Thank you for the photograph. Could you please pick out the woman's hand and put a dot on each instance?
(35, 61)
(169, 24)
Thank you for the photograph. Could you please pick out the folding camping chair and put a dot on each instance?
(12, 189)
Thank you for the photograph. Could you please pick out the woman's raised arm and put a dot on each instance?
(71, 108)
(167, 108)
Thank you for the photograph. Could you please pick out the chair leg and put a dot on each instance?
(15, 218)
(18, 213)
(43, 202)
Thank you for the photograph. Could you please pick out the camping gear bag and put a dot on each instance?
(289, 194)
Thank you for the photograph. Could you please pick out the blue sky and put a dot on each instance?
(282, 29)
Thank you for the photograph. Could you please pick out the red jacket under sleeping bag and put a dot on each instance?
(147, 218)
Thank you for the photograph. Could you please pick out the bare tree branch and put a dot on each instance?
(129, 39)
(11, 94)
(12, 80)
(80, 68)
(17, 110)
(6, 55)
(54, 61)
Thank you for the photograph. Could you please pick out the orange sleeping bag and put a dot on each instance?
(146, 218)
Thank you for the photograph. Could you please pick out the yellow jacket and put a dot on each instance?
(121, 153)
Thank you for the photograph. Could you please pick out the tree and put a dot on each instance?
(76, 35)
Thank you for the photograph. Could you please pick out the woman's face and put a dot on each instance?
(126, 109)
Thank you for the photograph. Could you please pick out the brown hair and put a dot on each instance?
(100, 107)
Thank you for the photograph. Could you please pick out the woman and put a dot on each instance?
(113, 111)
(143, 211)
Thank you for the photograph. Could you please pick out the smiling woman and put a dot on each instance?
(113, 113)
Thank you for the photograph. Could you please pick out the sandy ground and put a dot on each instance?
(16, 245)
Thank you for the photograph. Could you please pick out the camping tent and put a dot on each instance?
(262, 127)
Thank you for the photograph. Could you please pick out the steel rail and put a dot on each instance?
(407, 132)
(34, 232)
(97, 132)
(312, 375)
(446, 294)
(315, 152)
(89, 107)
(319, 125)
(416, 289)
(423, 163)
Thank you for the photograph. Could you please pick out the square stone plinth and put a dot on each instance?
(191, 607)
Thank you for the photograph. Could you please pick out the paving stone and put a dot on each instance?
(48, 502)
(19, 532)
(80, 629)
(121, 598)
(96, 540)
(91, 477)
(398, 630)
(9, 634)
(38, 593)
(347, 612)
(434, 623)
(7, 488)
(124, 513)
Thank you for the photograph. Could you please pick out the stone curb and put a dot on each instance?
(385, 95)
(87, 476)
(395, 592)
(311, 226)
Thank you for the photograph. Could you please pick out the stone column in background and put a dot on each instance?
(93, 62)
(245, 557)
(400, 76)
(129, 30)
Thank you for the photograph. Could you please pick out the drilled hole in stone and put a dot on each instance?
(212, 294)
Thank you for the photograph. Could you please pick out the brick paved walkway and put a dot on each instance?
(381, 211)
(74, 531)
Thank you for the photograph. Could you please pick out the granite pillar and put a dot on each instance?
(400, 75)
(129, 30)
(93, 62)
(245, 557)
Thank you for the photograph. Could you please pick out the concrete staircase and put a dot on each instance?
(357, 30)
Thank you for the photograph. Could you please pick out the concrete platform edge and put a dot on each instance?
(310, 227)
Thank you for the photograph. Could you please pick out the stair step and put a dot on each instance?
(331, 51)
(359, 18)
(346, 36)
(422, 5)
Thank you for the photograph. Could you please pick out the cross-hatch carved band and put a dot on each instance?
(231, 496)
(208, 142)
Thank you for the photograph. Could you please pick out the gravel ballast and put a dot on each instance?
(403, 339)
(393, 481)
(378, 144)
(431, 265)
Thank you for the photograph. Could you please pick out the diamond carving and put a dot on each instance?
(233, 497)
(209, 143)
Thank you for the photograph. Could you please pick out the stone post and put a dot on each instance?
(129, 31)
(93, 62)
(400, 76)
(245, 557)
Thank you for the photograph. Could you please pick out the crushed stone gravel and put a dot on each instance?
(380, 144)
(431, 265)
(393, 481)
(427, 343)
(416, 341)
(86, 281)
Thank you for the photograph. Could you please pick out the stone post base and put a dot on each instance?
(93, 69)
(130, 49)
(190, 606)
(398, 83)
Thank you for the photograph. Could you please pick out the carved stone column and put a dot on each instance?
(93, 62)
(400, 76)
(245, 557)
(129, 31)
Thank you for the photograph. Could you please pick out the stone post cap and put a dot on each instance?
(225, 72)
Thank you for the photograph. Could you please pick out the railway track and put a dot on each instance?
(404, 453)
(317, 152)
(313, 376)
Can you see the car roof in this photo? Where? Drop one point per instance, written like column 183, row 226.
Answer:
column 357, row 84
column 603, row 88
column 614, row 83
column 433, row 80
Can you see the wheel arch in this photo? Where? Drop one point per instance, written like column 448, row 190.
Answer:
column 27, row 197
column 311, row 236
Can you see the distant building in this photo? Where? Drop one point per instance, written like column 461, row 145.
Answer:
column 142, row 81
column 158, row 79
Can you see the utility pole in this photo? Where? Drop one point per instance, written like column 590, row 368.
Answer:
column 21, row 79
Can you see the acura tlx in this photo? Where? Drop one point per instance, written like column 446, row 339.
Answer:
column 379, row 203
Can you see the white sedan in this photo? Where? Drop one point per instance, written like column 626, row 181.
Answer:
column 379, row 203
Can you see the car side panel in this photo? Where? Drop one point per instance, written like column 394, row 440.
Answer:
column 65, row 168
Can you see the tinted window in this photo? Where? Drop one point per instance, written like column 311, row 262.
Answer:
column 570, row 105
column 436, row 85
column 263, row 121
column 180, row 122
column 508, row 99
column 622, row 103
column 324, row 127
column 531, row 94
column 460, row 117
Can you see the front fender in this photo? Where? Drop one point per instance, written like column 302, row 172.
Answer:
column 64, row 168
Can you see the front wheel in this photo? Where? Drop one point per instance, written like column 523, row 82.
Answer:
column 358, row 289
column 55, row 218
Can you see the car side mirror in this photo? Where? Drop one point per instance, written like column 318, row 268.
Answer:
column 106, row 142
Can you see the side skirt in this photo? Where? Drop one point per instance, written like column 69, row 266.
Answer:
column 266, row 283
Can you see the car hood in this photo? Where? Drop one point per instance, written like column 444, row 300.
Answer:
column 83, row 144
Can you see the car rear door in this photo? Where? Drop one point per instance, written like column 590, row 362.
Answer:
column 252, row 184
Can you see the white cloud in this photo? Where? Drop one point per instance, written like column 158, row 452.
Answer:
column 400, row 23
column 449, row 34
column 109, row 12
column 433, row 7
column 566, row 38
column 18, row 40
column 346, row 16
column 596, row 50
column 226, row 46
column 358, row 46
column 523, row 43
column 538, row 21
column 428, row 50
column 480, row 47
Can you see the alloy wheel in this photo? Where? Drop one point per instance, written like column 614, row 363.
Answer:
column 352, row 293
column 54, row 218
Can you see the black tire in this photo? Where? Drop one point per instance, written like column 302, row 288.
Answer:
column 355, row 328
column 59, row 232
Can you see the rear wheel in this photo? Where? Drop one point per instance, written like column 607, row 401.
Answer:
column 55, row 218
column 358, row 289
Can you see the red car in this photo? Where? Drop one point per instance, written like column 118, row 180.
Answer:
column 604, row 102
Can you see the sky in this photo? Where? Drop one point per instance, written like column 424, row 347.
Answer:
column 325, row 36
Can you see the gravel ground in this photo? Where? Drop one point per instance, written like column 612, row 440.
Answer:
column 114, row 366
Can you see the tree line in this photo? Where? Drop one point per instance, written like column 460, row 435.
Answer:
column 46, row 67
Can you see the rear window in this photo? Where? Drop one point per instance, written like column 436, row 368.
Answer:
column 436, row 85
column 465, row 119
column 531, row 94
============================================================
Job -> Render every line of the items above as a JSON list of strings, one string per line, leaving out any blank lines.

Written response ->
[
  "Thank you for the photograph. Could you please pick out the woman's hand and put a dot on each instance?",
  "(35, 61)",
  "(169, 24)",
  "Thank you for the photograph. Could you please pick out the folding camping chair and put a dot on each instance?",
  "(12, 189)",
  "Thank you for the photograph. Could you please pick out the woman's raised arm and put a dot on each instance?",
  "(71, 108)",
  "(167, 108)",
  "Thank you for the photograph. Could you please pick out the chair leg and put a dot on each instance?",
  "(15, 218)",
  "(18, 213)",
  "(43, 202)",
  "Thank you for the photograph. Could you please pick out the camping gear bag and put a dot on each instance?",
  "(289, 194)",
  "Thank you for the photograph. Could you please pick out the blue sky and put a dot on each instance?",
  "(282, 29)",
  "Thank you for the photograph. Could you please pick out the red jacket under sleeping bag and put a dot on each instance?",
  "(147, 218)",
  "Thank you for the photograph. Could you please pick out the bare tree branch and put a dot on each instance?",
  "(129, 39)",
  "(11, 94)",
  "(12, 80)",
  "(80, 68)",
  "(17, 110)",
  "(6, 55)",
  "(54, 61)",
  "Thank you for the photograph. Could you please pick out the orange sleeping bag and put a dot on each instance?",
  "(146, 218)",
  "Thank you for the photograph. Could you please pick out the yellow jacket and put a dot on each instance?",
  "(121, 153)",
  "Thank you for the photograph. Could you please pick out the tree and put a dot on each instance?",
  "(76, 35)",
  "Thank you for the photograph. Could you please pick out the woman's face and put a dot on each instance?",
  "(126, 109)",
  "Thank you for the photograph. Could you please pick out the brown hair and put a dot on each instance?",
  "(100, 107)",
  "Thank you for the photograph. Could you please pick out the woman and put a dot on each instance?",
  "(113, 111)",
  "(143, 211)",
  "Thank you for the photograph. Could you please pick out the smiling woman and put a dot on each instance?",
  "(113, 113)",
  "Thank you for the photograph. Could you please pick out the sandy ground and put a dot on each instance?",
  "(16, 245)",
  "Thank you for the photograph. Could you please pick out the camping tent and put a dot on each instance?",
  "(262, 127)",
  "Thank you for the photograph. Could you please pick out the steel rail and put a dot on each instance?",
  "(407, 132)",
  "(34, 232)",
  "(97, 132)",
  "(312, 375)",
  "(446, 294)",
  "(315, 152)",
  "(89, 107)",
  "(319, 125)",
  "(416, 289)",
  "(423, 163)",
  "Thank you for the photograph. Could you please pick out the square stone plinth and put a dot on each instance?",
  "(191, 607)",
  "Thank you for the photograph. Could you please pick out the paving stone and put a dot on each instance?",
  "(48, 502)",
  "(19, 532)",
  "(80, 629)",
  "(121, 598)",
  "(96, 540)",
  "(91, 477)",
  "(398, 630)",
  "(9, 634)",
  "(38, 593)",
  "(347, 612)",
  "(434, 623)",
  "(7, 488)",
  "(124, 513)",
  "Thank you for the photograph. Could you please pick out the stone curb and put a dot on each instance?",
  "(385, 95)",
  "(87, 476)",
  "(395, 592)",
  "(311, 226)",
  "Thank you for the photograph. Could you please pick out the stone column in background and put a dot on each instance?",
  "(93, 62)",
  "(245, 557)",
  "(400, 76)",
  "(129, 30)",
  "Thank you for the photograph. Could you please pick out the drilled hole in stone and put a dot on each instance?",
  "(212, 294)",
  "Thank you for the photograph. Could you please pick out the brick paved walkway and put a dot on each instance?",
  "(381, 211)",
  "(74, 531)",
  "Thank you for the photograph. Could you please pick out the granite pillar and put a dot on each instance?",
  "(400, 75)",
  "(129, 30)",
  "(93, 62)",
  "(245, 557)",
  "Thank you for the photograph. Could you please pick out the concrete staircase and put a dot on each instance?",
  "(357, 30)",
  "Thank you for the photograph. Could you please pick out the concrete platform edge and put a dot on each instance?",
  "(310, 227)",
  "Thank you for the photograph. Could you please pick out the stair step and put a dot on each instance?",
  "(331, 51)",
  "(359, 18)",
  "(346, 36)",
  "(422, 5)",
  "Thank you for the photograph. Could you please pick out the cross-hatch carved band and put a dot on each instance?",
  "(231, 496)",
  "(208, 142)",
  "Thank you for the photograph. Could you please pick out the gravel ballast and put a dot on each instance?",
  "(403, 339)",
  "(393, 481)",
  "(378, 144)",
  "(431, 265)",
  "Thank you for the photograph. Could you please pick out the diamond carving and put a dot on each instance?",
  "(233, 497)",
  "(209, 143)",
  "Thank you for the photograph. Could you please pick out the stone post and put a dot on each instance?",
  "(129, 31)",
  "(93, 62)",
  "(400, 76)",
  "(245, 557)",
  "Thank you for the photograph. Could you please pick out the crushed stone gravel and put a dot on each instance?",
  "(380, 144)",
  "(431, 265)",
  "(393, 481)",
  "(427, 343)",
  "(416, 341)",
  "(86, 281)",
  "Thank you for the photograph. Could you please pick out the stone post base and put a dot on each instance?",
  "(93, 69)",
  "(130, 49)",
  "(190, 606)",
  "(398, 83)",
  "Thank you for the photograph. Could you please pick out the carved stone column and put a dot on each instance?",
  "(93, 62)",
  "(400, 76)",
  "(245, 557)",
  "(129, 31)",
  "Thank you for the photograph. Could you please pick out the stone post cap and put a dot on each instance?",
  "(225, 72)",
  "Thank you for the photograph. Could you please pick out the railway track and put a dot on each instance?",
  "(404, 453)",
  "(317, 152)",
  "(313, 376)",
  "Can you see the car roof in this photo? Where? Drop one point per instance, written like column 183, row 226.",
  "Answer:",
  "column 357, row 84",
  "column 603, row 88",
  "column 614, row 83",
  "column 433, row 80",
  "Can you see the wheel arch in this photo? Where? Drop one point per instance, written like column 448, row 190.",
  "Answer:",
  "column 27, row 197",
  "column 311, row 236",
  "Can you see the distant building in this photo? Where? Drop one point per instance, written like column 461, row 145.",
  "Answer:",
  "column 142, row 81",
  "column 158, row 79",
  "Can you see the utility pole in this photo? Where? Drop one point per instance, written like column 590, row 368.",
  "Answer:",
  "column 21, row 79",
  "Can you see the acura tlx in this photo? Where? Drop one point per instance, written like column 446, row 339.",
  "Answer:",
  "column 379, row 203",
  "Can you see the white sedan in this photo? Where? Drop one point per instance, written like column 626, row 181.",
  "Answer:",
  "column 379, row 203",
  "Can you see the car side panel in this photo? Where? Drop one point per instance, written like column 394, row 440.",
  "Answer:",
  "column 65, row 168",
  "Can you see the tinted window in this photo? Where? Drop one point per instance, written like column 311, row 262.",
  "Answer:",
  "column 570, row 105",
  "column 436, row 85",
  "column 263, row 121",
  "column 180, row 122",
  "column 508, row 99",
  "column 622, row 103",
  "column 324, row 127",
  "column 531, row 94",
  "column 460, row 117",
  "Can you see the front fender in this photo? Where? Drop one point per instance, written like column 302, row 172.",
  "Answer:",
  "column 64, row 168",
  "Can you see the front wheel in this photo? Where? Drop one point per instance, written like column 523, row 82.",
  "Answer:",
  "column 358, row 289",
  "column 55, row 218",
  "Can you see the car side mirror in this photo? Where? Drop one point per instance, written like column 318, row 268.",
  "Answer:",
  "column 106, row 142",
  "Can you see the side skirt in this photo? Where? Drop one point per instance, written like column 69, row 266.",
  "Answer:",
  "column 266, row 283",
  "Can you see the car hood in this photo? Where? Drop one point per instance, written like column 444, row 300.",
  "Answer:",
  "column 83, row 144",
  "Can you see the car rear door in this photo? Where? Drop one point per instance, written like column 590, row 362.",
  "Answer:",
  "column 252, row 184",
  "Can you see the white cloud in this photo? Where? Drop one point per instance, written like column 158, row 452.",
  "Answer:",
  "column 400, row 23",
  "column 449, row 34",
  "column 109, row 12",
  "column 433, row 7",
  "column 566, row 38",
  "column 18, row 40",
  "column 346, row 16",
  "column 596, row 50",
  "column 226, row 46",
  "column 358, row 46",
  "column 523, row 43",
  "column 538, row 21",
  "column 428, row 50",
  "column 480, row 47",
  "Can you see the alloy wheel in this photo? Where? Drop one point per instance, written like column 614, row 363.",
  "Answer:",
  "column 352, row 293",
  "column 54, row 218",
  "Can you see the black tire in this photo? Where? Drop one point per instance, written like column 302, row 288.",
  "Answer:",
  "column 355, row 328",
  "column 59, row 232",
  "Can you see the rear wheel in this photo? Where? Drop one point per instance, written like column 607, row 401.",
  "Answer:",
  "column 55, row 218",
  "column 358, row 289",
  "Can you see the red car in this photo? Where? Drop one point per instance, written like column 118, row 180.",
  "Answer:",
  "column 604, row 102",
  "Can you see the sky in this photo? Where? Drop one point per instance, written like column 424, row 347.",
  "Answer:",
  "column 325, row 36",
  "Can you see the gravel ground in this photo? Where? Drop one point per instance, written like column 612, row 440.",
  "Answer:",
  "column 114, row 366",
  "Can you see the tree line in this photo? Where? Drop one point per instance, written like column 460, row 435.",
  "Answer:",
  "column 46, row 67",
  "Can you see the rear window in this photo? Where? Drop one point per instance, written like column 436, row 368.",
  "Answer:",
  "column 436, row 85",
  "column 465, row 119",
  "column 531, row 94"
]